Opdracht 1:
Op welke datum opende Surinaamse School volgens het onderstaande artikel over moderne Surinaamse kunst in het Stedelijk Museum?

Gegeven tekst:
+---+

Een hoopvol teken: Stedelijk Museum Amsterdam toont moderne Surinaamse kunst
De tentoonstelling Surinaamse School in het Stedelijk Museum in Amsterdam is een mooie gelegenheid om de moderne kunst uit Suriname eens van naderbij te bekijken. Kunsthistoricus Paul Faber praat ons in vogelvlucht bij over de belangrijkste artiesten en stromingen. Tegelijk geeft hij zijn mening over deze expo: ondanks de soms merkwaardige keuzes valt er in elke zaal te genieten van bijzondere werken. Nog tot 11 juli te zien.
Al op 12 december 2020 opende in Amsterdam Surinaamse School – Schilderkunst van Paramaribo tot Amsterdam. Niet veel later moest deze tentoonstelling over Surinaamse kunst alweer dicht, een droevig corona-lot dat het Stedelijk Museum deelde met de andere culturele instellingen in Nederland. Gelukkig zijn de deuren van deze expo intussen heropend: nog tot en met 11 juli kan de kunstliefhebber zijn of haar nieuwsgierigheid bevredigen.
Terechte nieuwsgierigheid, want er zijn de afgelopen tijd niet heel veel kansen geweest om Surinaamse kunst te zien. Tot 1975, toen deze Nederlandse ex-kolonie onafhankelijk werd, waren er met enige regelmaat tentoonstellingen en studeerden of woonden en werkten er altijd wel kunstenaars in Nederland. Maar de onafhankelijkheid veroorzaakte een waterscheiding: sommige kunstenaars kozen voor een bestaan in Nederland, anderen kozen juist voor het verse vaderland.
© collectie René Tosari
Met een staatsgreep in 1980 en de beruchte decembermoorden in 1982 drong de wig dieper de samenleving in. Verschillende kunstenaars, verzamelaars en intellectuelen ontvluchtten het land, toonaangevende kunstenaars-docenten als Jules Chin A Foeng (1983) en Nola Hatterman (1984) overleden, anderen zochten taai hun eigen weg.
Pas in de jaren 1990 ontstond er weer toenadering tussen de jonge republiek en het oude moederland. Dat leidde tot een grote overzichtstentoonstelling in 1995: Twintig jaar beeldende kunst in Suriname toonde werk dat tussen 1975 en 1995 in Suriname was gemaakt, en was allereerst in het Surinaams Museum in Paramaribo te zien. Vervolgens ging de expositie met enkele aanvullingen in 1996 naar het Stedelijk Museum in Amsterdam. Pas een kwarteeuw later is er een vervolg gekomen: eind 2019, begin 2020 met De Grote Suriname Tentoonstelling in de Amsterdamse Nieuwe Kerk, al was moderne kunst daar slechts een onderdeel van een brede tentoonstelling over de Surinaamse (cultuur)geschiedenis. En nu dus met Surinaamse School.

+---+

Aangeleverde lijst:

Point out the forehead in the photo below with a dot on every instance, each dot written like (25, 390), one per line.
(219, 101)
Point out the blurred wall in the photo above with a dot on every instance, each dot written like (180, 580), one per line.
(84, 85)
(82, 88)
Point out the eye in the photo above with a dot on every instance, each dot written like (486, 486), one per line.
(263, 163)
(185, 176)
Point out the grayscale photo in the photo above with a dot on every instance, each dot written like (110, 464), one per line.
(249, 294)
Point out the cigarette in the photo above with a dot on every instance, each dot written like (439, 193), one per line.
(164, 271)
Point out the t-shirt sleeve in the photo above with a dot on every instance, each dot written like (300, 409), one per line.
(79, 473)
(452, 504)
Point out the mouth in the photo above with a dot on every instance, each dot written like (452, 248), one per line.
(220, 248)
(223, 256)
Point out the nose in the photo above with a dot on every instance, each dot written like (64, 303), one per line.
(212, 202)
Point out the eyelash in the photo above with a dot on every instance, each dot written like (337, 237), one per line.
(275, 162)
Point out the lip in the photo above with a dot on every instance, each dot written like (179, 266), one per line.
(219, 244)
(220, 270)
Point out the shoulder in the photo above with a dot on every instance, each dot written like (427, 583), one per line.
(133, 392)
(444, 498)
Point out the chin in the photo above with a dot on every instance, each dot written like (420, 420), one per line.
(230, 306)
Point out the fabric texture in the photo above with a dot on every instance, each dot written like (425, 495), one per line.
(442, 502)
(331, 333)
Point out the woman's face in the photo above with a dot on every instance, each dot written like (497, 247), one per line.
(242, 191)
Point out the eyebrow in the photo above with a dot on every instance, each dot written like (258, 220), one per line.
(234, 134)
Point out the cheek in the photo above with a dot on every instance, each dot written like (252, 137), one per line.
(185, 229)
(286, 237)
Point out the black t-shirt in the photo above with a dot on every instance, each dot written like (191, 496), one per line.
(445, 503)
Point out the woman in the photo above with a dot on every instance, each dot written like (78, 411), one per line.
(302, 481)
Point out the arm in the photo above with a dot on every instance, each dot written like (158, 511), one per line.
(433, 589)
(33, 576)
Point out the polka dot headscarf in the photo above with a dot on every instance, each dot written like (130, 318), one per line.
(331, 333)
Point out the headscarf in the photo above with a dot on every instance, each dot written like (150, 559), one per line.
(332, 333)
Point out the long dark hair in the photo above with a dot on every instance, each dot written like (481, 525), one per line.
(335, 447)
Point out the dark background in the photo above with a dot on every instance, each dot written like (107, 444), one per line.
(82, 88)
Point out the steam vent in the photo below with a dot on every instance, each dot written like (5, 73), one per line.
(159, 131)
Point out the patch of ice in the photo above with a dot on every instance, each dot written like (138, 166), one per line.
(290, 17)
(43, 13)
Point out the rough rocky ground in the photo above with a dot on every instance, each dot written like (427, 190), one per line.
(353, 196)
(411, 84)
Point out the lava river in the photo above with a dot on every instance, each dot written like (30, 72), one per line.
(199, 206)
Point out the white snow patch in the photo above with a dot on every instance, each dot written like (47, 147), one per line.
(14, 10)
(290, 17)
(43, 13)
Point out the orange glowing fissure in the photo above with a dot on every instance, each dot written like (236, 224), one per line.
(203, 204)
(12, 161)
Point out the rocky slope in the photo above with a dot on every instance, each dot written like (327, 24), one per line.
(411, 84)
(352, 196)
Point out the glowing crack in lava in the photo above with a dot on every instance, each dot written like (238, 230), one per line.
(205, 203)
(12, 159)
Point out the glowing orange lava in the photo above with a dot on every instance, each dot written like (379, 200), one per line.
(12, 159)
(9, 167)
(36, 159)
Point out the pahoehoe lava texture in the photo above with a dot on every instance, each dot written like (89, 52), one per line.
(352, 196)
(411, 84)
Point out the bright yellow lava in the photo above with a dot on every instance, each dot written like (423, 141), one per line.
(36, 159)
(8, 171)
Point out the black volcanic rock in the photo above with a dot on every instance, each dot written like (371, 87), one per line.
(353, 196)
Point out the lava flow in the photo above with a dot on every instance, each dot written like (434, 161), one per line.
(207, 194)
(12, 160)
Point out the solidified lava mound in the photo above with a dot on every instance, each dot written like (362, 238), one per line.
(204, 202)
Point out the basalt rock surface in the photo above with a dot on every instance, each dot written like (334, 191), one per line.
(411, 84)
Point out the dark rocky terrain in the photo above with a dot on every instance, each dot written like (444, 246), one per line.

+---+

Opdracht 2:
Som elke regel uit de lijst op waarin het woord "headscarf" voorkomt. Hoofdletters en kleine letters tellen als verschillend.

Antwoord 1:
Op 12 december 2020.

Antwoord 2:
Point out the polka dot headscarf in the photo above with a dot on every instance, each dot written like (130, 318), one per line.
Point out the headscarf in the photo above with a dot on every instance, each dot written like (150, 559), one per line.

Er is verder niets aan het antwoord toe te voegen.